───── Passage ─────

Wednesday, May 20, 2009

Mustique Fiction

Never Assume

Jamie Freveletti is here today. She’s the author of Running from the Devil, a thriller about
chemist Emma Caldridge, who survives a plane crash in the Amazon—and that’s the least of her
worries. After the crash, Emma has to deal with hostage-taking guerillas, secret government
agents, and extraction teams.
Jamie and I met at Bouchercon in Madison, Wisconsin, my first b’con. I’ll always remember it—
for a variety of reasons, including that fact that Jamie graciously risked her car’s upholstery when
she offered to drive me and several other less sober people to one of the off-site events. Ah,
memories. But we don’t want to get sidetracked. Check out Jamie’s take on vacationing in the
West Indies, then pick up a copy of her book.
I love the title “Good Girls Kill.” What’s not to like about homicidal good girls? It’s a play on
character assumptions that I think we all make. A good girl would not kill–of course not. As a
writer it’s fun to mess with conventional character development. This messing has a basis in
reality, because real people often end up surprising us.
I once traveled to a remote island called Mustique. Located in a strip of islands called St. Vincent
and the Grenadines, it’s an enclave of the rich and famous. The bulk of the island’s inhabitants
are from England, because the original developer was a true English eccentric, known for
throwing his money away on wild parties and crazy schemes. The current residents are refined,
rather reserved people. Or so I thought.
After I settled in, I drove around the island in the car assigned to my rented villa. The carefully
tended island had an exclusive air that made me wary. There was none of the easy breezy island
life found in Caribbean locales. Driving was a challenge, because large tortoises the size of
guinea pigs live on the island and risk sudden death as they ramble onto the road. I turned a
corner to find a small area dominated by a huge sculpture of two tortoises in an extremely
compromising position. By that I mean one tortoise sculpture was perched on the other’s back. I
was flabbergasted. I drove home wondering how such a stiff upper lip type of island came to own
such a statue.

───── Collected data ─────

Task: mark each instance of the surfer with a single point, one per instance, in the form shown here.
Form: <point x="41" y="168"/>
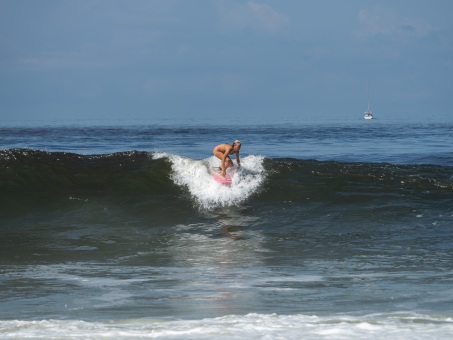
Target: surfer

─────

> **Goals**
1. Answer these questions about the Mustique blog post, one line each:
(a) At which event, and in which city, did the host first meet Jamie Freveletti?
(b) In what strip of islands is Mustique located?
(c) What size are the tortoises that wander onto the island's roads?
2. Carry on the Mustique blog post from its last sentence.
None of the data is needed for this work.

> **The responses**
1.
(a) Bouchercon, in Madison, Wisconsin.
(b) St. Vincent and the Grenadines.
(c) About the size of guinea pigs.

2.
Every Tuesday night Mustique residents attend a cocktail party at one of the only two hotels on
the island. I joined the crowd, feeling a bit awkward, as I was a renter and therefore new to the
crowd of locals. I got a drink and sat on the open air porch next to an English man lounging
against the railing. He introduced himself as “Sir” something or other and we proceeded to have
that kind of safe, stilted small talk you have with someone you’ve just met and have nothing in
common with. Sir Safe was stiff, dull, and stuck to inane, conventional subjects. I don’t know if it
was the wine I’d consumed or the need to liven up what was looking to be a very long night, but I
blurted out, “So what’s with the statue of the humping tortoises?”
Sir Safe got a serious look on his face, put his whiskey down on the cocktail table, and said, “Can
you believe it? It was donated by an owner. Let me tell you, many days were spent deciding what
to do with the thing. The entire community was in an uproar. Who in the world donates a
humping tortoise statue to an island such as this?”
“So why did you accept it? Couldn’t you have melted it down, or something?” I said.
Sir Safe leaned into me and whispered, “He’s an English billionaire, new to the island, and the
other owners didn’t wish to offend.”
“And you?”
He got a grin on his face. “I laugh every time I pass it.”
So much for my assumptions about Sir Safe. In fact, many of my assumptions about the island
owners were wrong. They possessed a sly sense of humor and friendliness that, while different
from an American approach, was authentic. Whenever my characters fall into routine behavior I
remember Sir Safe, the residents of Mustique, and their very funny statue.

Thanks for stopping in, Jamie!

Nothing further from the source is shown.